§ Given instruction A:
Could you write out the passage on release memory use, from "Total reported memory" to "is just curiosity!", word for word?
§ Given instruction B:
Can you continue the discussion of why Elixir releases use more memory than mix, picking up after its final sentence?

§ Document excerpt:
--- BEGIN ---

Total reported memory use went from 31MB to 55MB. And you see increases across the board. In my personal project the increase was even more significant, going from 45MB to 90MB.

One thing I guess could be related is that I believe releases preload all code while mix will load modules on demand. But does that really account for the whole difference?

I also want to add a disclaimer: I’m still using releases and I don’t find the memory used to be unreasonable. This is just curiosity!


I think the code loading part will be the major difference - more code means more atoms, more binaries (from literals in those modules) and more ets usage (since information which modules are loaded is held in an ets table by the code_server process). Additionally there might be some more system-level services running like SASL or the release handlers, which could account for the extra process size. Have you tried comparing the outputs of Process.list() on both systems? That could shed some more light on it. Similarly for ets tables you could investigate with :ets.info.

--- END ---

§ Data extract:
--- BEGIN ---

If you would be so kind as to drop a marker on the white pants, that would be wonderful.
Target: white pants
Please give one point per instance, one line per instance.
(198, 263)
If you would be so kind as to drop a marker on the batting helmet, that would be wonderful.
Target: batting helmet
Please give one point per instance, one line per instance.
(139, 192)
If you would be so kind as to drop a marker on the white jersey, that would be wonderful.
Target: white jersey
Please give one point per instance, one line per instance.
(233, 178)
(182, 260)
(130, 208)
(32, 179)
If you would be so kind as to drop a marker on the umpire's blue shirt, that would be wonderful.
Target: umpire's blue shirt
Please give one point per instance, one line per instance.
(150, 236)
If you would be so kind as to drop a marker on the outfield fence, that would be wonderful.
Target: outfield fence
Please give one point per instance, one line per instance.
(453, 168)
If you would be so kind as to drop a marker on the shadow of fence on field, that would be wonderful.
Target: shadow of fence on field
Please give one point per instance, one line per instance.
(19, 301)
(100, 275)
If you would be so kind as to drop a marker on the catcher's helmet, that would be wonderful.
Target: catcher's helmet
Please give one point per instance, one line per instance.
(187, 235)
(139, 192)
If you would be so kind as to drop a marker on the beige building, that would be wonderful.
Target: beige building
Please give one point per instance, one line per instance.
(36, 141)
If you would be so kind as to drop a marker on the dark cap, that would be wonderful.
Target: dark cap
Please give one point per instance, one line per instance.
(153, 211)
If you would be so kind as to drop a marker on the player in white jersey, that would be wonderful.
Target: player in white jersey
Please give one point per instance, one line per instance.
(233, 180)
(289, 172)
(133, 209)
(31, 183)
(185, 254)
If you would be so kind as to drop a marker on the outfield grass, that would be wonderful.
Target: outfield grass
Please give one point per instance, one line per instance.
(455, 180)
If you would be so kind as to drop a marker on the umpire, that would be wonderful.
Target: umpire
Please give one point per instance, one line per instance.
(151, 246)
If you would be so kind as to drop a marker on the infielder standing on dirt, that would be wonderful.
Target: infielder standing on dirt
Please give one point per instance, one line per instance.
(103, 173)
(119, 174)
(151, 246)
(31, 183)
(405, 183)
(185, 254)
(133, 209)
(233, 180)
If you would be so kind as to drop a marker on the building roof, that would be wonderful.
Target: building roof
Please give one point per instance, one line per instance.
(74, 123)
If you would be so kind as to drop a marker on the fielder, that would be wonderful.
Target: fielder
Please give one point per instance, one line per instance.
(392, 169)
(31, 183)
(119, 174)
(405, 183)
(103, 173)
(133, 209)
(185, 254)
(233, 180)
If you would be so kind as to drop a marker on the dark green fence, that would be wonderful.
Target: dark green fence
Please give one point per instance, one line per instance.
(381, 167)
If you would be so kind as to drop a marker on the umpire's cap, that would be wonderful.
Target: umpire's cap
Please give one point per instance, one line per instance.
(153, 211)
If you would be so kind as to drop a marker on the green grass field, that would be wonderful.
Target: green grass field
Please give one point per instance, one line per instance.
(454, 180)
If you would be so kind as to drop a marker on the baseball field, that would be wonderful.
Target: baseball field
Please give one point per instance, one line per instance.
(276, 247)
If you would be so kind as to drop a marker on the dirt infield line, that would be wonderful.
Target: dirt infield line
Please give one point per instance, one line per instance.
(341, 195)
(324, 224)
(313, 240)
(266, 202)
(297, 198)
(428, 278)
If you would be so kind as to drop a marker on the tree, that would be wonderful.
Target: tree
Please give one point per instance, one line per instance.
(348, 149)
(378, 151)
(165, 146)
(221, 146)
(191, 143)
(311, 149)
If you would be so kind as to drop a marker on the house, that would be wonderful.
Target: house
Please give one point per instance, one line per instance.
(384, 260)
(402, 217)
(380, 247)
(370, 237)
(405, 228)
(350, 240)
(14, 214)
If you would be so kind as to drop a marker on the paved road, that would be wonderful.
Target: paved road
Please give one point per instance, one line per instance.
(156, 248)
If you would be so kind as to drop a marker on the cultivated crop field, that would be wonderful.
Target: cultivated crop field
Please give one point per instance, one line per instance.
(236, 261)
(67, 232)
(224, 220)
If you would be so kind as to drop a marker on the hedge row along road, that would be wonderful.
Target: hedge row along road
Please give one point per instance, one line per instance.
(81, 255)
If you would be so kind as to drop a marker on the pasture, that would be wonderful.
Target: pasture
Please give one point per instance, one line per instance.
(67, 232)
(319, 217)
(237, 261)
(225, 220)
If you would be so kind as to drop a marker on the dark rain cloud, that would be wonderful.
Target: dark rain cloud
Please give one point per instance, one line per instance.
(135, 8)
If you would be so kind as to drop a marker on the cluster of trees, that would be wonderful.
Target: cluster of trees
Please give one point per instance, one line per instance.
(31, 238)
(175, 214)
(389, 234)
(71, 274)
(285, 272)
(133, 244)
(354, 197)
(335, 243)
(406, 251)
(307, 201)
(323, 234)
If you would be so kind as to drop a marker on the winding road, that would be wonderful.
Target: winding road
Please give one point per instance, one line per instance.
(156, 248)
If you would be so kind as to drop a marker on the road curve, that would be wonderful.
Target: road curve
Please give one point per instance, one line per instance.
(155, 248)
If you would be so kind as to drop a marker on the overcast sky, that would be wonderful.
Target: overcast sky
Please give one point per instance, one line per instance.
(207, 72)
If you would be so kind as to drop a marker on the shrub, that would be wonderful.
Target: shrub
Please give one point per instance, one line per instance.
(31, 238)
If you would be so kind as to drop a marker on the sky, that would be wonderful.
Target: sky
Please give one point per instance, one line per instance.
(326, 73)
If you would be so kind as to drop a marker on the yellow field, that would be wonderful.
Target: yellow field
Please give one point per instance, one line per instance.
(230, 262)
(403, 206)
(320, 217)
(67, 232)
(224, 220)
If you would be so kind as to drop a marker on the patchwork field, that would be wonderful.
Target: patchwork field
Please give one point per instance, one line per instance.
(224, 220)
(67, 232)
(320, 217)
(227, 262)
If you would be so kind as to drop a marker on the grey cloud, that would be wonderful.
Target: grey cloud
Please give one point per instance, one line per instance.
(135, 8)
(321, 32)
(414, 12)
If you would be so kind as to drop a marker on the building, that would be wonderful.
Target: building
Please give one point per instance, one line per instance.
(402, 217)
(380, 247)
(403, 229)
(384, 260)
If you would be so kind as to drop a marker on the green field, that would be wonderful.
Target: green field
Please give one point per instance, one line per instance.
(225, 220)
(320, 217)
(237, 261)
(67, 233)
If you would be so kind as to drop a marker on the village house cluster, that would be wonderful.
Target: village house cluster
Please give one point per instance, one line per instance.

--- END ---

§ Expected answer A:
Total reported memory use went from 31MB to 55MB. And you see increases across the board. In my personal project the increase was even more significant, going from 45MB to 90MB.

One thing I guess could be related is that I believe releases preload all code while mix will load modules on demand. But does that really account for the whole difference?

I also want to add a disclaimer: I’m still using releases and I don’t find the memory used to be unreasonable. This is just curiosity!

§ Expected answer B:
Check to see which applications have been loaded, there may be more in the release. Also check which applications have been started. IIRC correctly the release will start all applications at start up time.


I’ve had similar numbers here, @jola, using your steps.

Following @rvirding suggestion, I’ve ran this code in each:

Application.started_applications() |> Enum.map(&elem(&1, 0)) |> Enum.sort()

# release
# $ _build/prod/rel/hello/bin/hello console
[:artificery, :asn1, :compiler, :cowboy, :cowlib, :crypto, :distillery, :eex,
 :elixir, :gettext, :hello, :iex, :jason, :kernel, :logger, :mime, :mix,
 :phoenix, :phoenix_pubsub, :plug, :plug_cowboy, :plug_crypto, :public_key,
 :ranch, :runtime_tools, :sasl, :ssl, :stdlib]

# mix
# $ MIX_ENV=prod iex -S mix run
[:artificery, :asn1, :compiler, :cowboy, :cowlib, :crypto, :distillery, :eex,
 :elixir, :gettext, :hello, :hex, :iex, :inets, :jason, :kernel, :logger, :mime,
 :mix, :phoenix, :phoenix_pubsub, :plug, :plug_cowboy, :plug_crypto,
 :public_key, :ranch, :runtime_tools, :ssl, :stdlib]
  • release had extra: sasl
  • mix run had extra: hex, inets

I guess sasl is the likely culprit?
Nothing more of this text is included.